Dataset records: Begin

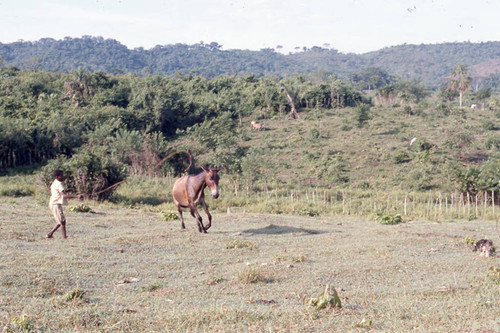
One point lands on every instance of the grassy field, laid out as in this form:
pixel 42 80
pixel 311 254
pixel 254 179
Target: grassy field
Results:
pixel 129 270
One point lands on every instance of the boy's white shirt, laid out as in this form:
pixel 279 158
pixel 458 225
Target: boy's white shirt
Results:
pixel 56 194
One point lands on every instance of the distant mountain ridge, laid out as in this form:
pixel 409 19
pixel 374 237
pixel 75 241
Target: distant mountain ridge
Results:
pixel 430 63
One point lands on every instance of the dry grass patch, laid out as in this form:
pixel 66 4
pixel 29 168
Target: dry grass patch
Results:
pixel 418 276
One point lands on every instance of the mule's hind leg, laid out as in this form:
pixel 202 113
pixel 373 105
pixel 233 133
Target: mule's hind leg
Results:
pixel 198 218
pixel 205 208
pixel 182 218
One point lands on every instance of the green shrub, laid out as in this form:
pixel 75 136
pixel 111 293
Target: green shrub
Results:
pixel 152 287
pixel 73 295
pixel 87 172
pixel 389 218
pixel 494 274
pixel 470 241
pixel 81 208
pixel 239 244
pixel 307 212
pixel 170 215
pixel 328 298
pixel 252 274
pixel 20 324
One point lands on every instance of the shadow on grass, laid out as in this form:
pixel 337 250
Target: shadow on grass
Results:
pixel 279 230
pixel 143 200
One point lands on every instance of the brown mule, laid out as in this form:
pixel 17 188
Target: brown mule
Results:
pixel 188 192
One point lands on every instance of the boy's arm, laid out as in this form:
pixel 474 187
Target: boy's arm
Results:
pixel 69 196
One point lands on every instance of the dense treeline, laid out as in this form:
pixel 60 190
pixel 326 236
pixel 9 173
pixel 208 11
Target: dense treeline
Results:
pixel 429 64
pixel 100 127
pixel 46 114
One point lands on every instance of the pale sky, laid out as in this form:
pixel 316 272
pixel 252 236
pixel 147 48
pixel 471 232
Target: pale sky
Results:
pixel 356 26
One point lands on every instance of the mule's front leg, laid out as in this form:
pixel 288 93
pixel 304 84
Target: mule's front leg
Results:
pixel 198 218
pixel 205 208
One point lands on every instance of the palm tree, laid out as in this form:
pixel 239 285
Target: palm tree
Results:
pixel 460 80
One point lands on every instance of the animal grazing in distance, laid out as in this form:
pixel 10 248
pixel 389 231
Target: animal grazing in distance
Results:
pixel 256 125
pixel 188 192
pixel 485 247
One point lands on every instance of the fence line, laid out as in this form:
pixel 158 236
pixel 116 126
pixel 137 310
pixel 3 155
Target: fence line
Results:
pixel 431 205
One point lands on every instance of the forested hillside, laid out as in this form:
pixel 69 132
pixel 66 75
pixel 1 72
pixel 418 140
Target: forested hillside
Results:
pixel 428 63
pixel 317 131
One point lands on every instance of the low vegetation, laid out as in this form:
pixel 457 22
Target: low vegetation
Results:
pixel 125 269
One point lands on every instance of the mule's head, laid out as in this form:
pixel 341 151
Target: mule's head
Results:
pixel 212 181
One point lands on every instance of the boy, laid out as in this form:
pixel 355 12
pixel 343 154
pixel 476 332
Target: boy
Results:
pixel 58 198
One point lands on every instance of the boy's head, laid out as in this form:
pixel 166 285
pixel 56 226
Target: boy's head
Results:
pixel 58 174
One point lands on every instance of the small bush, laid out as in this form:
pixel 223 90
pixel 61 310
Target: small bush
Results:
pixel 470 241
pixel 20 324
pixel 400 157
pixel 252 274
pixel 494 274
pixel 73 295
pixel 389 218
pixel 239 244
pixel 307 212
pixel 328 298
pixel 152 287
pixel 81 208
pixel 170 215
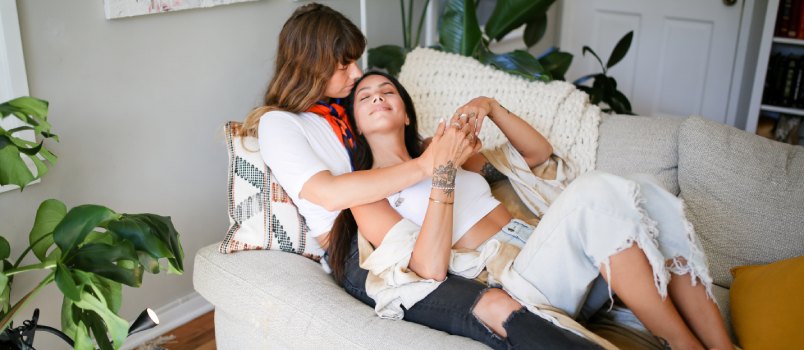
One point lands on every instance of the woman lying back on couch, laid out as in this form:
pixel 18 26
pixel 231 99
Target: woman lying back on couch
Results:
pixel 630 231
pixel 305 138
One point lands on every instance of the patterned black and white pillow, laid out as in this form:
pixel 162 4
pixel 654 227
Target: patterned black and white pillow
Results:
pixel 261 214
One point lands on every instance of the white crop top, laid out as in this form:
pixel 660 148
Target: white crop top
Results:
pixel 473 201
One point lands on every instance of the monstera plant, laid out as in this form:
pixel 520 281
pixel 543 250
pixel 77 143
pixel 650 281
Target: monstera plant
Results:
pixel 89 251
pixel 460 32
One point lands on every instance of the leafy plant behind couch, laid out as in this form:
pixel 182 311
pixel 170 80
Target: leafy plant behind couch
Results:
pixel 89 251
pixel 604 88
pixel 391 57
pixel 460 32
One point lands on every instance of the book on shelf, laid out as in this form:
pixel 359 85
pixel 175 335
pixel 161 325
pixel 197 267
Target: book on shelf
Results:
pixel 784 82
pixel 780 127
pixel 790 19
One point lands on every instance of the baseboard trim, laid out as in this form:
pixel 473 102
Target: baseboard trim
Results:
pixel 171 316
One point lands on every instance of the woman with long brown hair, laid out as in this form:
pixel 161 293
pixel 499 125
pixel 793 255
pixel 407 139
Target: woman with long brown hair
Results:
pixel 307 141
pixel 627 230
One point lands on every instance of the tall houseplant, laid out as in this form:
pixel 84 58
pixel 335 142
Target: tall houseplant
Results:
pixel 89 251
pixel 460 32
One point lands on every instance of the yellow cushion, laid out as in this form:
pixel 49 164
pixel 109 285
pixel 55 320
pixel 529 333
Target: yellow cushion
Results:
pixel 767 305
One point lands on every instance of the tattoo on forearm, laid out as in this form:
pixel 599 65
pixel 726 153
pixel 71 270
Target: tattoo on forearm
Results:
pixel 444 178
pixel 664 343
pixel 491 174
pixel 506 109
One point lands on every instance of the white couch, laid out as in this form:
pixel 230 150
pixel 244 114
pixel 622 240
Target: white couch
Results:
pixel 744 195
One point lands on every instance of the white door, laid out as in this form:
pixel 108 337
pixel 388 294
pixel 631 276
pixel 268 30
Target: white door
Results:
pixel 681 57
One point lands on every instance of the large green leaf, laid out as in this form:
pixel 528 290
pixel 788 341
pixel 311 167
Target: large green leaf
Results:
pixel 5 289
pixel 5 248
pixel 518 62
pixel 535 29
pixel 98 328
pixel 459 31
pixel 511 14
pixel 117 327
pixel 556 62
pixel 589 49
pixel 23 107
pixel 619 103
pixel 48 216
pixel 620 50
pixel 66 283
pixel 79 222
pixel 140 230
pixel 13 169
pixel 388 57
pixel 111 291
pixel 73 326
pixel 107 261
pixel 162 227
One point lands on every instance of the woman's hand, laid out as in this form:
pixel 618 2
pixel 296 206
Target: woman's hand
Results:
pixel 480 108
pixel 453 143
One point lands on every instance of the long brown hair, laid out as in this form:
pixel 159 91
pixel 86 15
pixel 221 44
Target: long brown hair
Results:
pixel 345 228
pixel 313 41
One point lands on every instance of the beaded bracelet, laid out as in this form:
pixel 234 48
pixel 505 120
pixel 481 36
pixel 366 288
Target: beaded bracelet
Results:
pixel 440 202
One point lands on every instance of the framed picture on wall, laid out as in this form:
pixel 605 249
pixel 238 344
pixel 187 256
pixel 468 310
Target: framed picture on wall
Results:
pixel 129 8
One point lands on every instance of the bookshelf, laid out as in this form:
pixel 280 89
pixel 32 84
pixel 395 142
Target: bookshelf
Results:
pixel 766 97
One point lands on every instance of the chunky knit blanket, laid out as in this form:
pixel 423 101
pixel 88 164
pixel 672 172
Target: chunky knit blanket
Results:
pixel 441 82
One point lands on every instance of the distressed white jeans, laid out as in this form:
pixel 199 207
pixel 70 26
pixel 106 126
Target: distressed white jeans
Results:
pixel 599 215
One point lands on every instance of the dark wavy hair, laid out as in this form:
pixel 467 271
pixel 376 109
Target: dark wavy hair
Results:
pixel 344 229
pixel 313 41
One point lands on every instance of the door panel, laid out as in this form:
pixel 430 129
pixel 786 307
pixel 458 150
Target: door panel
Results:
pixel 681 58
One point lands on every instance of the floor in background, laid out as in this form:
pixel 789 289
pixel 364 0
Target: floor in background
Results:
pixel 198 334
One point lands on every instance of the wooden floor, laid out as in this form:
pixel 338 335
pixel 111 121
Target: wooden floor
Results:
pixel 198 334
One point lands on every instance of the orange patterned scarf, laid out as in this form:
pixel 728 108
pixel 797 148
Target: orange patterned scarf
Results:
pixel 336 117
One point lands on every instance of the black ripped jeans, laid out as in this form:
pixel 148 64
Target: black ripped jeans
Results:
pixel 449 309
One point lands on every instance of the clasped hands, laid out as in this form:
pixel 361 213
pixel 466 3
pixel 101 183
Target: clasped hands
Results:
pixel 455 140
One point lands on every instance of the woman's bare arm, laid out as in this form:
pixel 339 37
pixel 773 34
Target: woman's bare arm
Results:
pixel 365 186
pixel 431 253
pixel 530 143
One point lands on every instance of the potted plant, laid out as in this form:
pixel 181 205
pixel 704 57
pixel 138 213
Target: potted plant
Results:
pixel 460 33
pixel 89 251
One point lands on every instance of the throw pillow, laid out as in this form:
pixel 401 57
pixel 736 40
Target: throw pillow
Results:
pixel 766 305
pixel 261 214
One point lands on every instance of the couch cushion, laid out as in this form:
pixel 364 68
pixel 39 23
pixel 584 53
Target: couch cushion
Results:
pixel 292 298
pixel 744 194
pixel 635 144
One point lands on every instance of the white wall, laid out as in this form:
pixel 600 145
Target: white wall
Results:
pixel 139 104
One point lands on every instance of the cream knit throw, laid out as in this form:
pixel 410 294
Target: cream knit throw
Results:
pixel 441 82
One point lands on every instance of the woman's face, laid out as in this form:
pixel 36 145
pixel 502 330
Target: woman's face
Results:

Dataset records: End

Your objective: Copy, exactly and only, the lines above that begin with the one containing "One point lands on every instance of the boy's head, laid" and finish with the one containing "Target: small bush".

Result for this task:
One point lands on every instance of the boy's head, laid out as in this form:
pixel 166 285
pixel 56 226
Target: boy's head
Results:
pixel 58 174
One point lands on every instance of the small bush, laid out as in this form:
pixel 223 90
pixel 61 310
Target: small bush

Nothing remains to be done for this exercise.